PROBLEM TO WORK ON: Please return all of the records that follow, exactly as written.

RECORDS PROVIDED:
......

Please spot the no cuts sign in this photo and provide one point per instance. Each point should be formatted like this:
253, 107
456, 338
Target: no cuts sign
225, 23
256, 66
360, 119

......

SOLVED EXERCISE:
Please spot the no cuts sign in this photo and provide one point per instance. Each point should be formatted like this:
253, 107
456, 338
Target: no cuts sign
225, 23
256, 66
360, 119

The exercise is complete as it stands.